Copy out the items below word for word, from the line with "[pin] tree trunk" up to and including the final line of the items.

- TASK MATERIAL -
****

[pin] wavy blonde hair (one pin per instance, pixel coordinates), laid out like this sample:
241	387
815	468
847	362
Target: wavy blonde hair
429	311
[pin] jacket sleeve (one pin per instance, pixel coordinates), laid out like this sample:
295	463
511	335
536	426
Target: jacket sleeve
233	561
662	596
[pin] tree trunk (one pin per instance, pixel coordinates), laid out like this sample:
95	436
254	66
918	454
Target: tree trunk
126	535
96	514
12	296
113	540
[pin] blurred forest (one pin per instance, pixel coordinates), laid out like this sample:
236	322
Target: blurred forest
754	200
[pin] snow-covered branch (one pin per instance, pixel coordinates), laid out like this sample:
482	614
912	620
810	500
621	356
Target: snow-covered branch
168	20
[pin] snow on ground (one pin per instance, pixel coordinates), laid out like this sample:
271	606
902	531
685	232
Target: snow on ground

****

- FULL ANSWER -
[pin] tree trunk (one pin per instance, pixel coordinates), laid out like this sample:
95	436
254	66
918	454
Target: tree trunk
126	535
96	514
12	296
113	540
[pin] blurred forest (one pin per instance, pixel coordinates), laid out like this sample:
236	322
Target: blurred forest
754	200
[pin] snow-covered branch (one pin per instance, pixel coordinates), laid out like this sample:
482	614
912	620
810	500
621	356
Target: snow-covered branch
168	20
[pin] snow on ground (one pin per instance, pixel coordinates), laid out like this sample:
271	606
902	531
685	232
Target: snow on ground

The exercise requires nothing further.